* Entries provided:
* START *

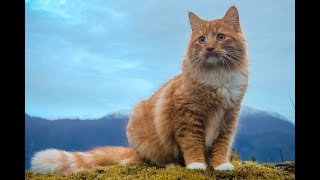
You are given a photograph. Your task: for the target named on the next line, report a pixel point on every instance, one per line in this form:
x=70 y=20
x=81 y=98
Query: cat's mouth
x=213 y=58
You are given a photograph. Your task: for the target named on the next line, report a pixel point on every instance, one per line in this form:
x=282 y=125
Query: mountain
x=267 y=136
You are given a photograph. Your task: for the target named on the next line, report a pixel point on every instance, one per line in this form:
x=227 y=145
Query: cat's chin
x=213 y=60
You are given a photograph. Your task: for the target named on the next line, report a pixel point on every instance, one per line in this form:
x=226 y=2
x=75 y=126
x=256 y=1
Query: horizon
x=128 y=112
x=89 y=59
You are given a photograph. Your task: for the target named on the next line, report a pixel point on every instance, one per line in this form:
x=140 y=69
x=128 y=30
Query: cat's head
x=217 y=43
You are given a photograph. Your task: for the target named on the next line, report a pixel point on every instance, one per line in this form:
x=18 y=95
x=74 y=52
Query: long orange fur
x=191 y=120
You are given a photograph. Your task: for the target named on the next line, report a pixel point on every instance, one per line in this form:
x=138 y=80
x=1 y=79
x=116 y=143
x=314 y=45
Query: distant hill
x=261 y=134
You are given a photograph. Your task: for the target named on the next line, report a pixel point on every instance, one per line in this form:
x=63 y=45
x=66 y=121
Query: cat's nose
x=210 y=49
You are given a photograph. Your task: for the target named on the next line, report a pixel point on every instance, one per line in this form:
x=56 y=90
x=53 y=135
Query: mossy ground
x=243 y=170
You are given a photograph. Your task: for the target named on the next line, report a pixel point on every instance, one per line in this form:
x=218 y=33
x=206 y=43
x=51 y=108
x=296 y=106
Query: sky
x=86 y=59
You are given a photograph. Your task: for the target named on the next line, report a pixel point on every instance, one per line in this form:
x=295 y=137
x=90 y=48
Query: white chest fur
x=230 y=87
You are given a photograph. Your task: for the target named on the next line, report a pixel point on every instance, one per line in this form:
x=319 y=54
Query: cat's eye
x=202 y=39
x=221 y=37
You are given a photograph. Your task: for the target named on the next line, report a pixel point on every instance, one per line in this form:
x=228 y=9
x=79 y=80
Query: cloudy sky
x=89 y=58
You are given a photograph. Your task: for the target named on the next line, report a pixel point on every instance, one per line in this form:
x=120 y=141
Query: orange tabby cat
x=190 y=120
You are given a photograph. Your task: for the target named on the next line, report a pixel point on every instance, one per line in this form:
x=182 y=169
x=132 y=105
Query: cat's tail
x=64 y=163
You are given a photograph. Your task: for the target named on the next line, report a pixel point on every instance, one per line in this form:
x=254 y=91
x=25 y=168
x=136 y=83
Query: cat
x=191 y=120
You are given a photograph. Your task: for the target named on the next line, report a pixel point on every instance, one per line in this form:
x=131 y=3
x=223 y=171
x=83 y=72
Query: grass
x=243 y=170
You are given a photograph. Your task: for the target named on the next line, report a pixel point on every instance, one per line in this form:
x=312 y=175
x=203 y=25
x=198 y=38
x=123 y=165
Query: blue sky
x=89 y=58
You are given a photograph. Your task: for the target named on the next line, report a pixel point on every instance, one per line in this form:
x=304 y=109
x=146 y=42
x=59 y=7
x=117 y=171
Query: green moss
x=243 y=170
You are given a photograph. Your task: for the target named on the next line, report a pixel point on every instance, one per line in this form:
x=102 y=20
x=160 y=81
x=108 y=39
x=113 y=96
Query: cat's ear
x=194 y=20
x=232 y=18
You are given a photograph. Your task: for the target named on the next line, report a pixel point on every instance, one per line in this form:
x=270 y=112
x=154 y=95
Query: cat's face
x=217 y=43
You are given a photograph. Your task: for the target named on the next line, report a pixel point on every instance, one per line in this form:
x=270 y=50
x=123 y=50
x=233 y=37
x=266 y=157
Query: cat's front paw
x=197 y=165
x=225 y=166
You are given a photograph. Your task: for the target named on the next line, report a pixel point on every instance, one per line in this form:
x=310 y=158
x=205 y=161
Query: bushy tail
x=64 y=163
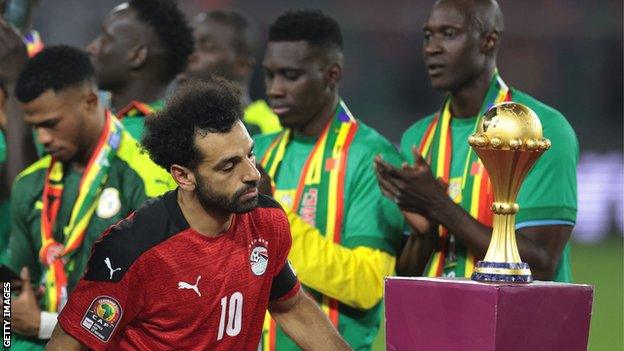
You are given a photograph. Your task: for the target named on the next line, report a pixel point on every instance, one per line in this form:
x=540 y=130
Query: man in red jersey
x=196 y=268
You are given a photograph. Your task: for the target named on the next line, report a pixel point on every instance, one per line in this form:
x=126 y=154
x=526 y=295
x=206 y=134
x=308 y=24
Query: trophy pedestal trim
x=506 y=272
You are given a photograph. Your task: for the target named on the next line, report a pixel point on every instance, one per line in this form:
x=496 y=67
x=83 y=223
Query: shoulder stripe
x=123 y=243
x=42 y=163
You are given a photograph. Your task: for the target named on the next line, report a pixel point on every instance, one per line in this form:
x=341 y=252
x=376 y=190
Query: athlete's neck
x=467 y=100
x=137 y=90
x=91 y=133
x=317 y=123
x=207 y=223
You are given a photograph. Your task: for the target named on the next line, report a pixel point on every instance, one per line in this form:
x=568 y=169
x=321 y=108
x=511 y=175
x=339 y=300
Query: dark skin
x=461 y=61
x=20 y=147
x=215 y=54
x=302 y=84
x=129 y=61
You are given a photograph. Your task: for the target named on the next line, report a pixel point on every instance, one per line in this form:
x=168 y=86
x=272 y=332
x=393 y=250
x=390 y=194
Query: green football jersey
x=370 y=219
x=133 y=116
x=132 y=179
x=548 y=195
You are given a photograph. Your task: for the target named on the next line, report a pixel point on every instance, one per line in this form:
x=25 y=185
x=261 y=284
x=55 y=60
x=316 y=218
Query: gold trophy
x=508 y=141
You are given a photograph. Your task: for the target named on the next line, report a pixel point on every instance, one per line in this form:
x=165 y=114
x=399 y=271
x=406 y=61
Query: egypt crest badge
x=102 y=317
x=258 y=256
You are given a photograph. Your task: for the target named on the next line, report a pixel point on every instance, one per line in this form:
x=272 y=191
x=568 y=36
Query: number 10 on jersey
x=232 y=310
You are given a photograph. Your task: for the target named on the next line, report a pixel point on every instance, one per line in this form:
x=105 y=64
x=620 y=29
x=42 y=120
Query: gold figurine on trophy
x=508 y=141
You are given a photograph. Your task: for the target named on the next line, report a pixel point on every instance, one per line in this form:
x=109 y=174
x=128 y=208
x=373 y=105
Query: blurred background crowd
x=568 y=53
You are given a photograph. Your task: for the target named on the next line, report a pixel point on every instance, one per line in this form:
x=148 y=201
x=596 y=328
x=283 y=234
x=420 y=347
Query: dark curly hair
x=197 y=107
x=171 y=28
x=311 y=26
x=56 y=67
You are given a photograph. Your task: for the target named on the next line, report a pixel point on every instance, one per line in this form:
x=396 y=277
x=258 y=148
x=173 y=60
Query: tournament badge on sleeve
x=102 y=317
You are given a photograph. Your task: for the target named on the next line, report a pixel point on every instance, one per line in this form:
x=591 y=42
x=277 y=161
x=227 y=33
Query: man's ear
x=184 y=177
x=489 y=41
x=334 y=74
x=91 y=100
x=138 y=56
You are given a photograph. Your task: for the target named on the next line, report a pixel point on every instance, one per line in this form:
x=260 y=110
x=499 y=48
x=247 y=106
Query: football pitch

* END *

* Brief: Please lay out the rows as a numbered list, from the start of the rows up to and including the line with "x=267 y=136", skipping blank lines and leaving the pictures out.

* Worked answer:
1. You are given a photograph. Your task: for the target named on the next line, report a pixel point on every instance, one per line in this form:
2. x=70 y=20
3. x=81 y=98
4. Query: cat's mouth
5. x=213 y=58
6. You are given a photograph. Your task: for the target named on the next line, report a pixel point on every instance, one per line in this form:
7. x=282 y=125
8. Query: mountain
9. x=267 y=136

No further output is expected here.